How to complete this task:
Transcribe all of the records word for word, please, omitting the pictures.

*** Provided material

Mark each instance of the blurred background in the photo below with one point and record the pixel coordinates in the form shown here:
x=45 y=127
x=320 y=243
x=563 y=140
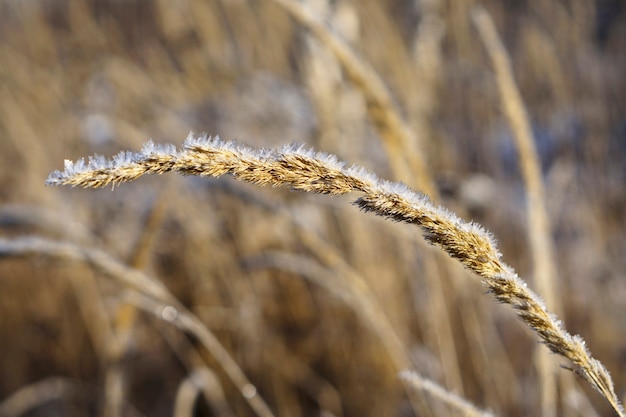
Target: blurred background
x=267 y=270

******

Written response:
Mark each instance of the blurred background in the photo below with one point and record the pixel coordinates in the form shown here:
x=45 y=127
x=320 y=243
x=563 y=140
Target: blurred background
x=267 y=270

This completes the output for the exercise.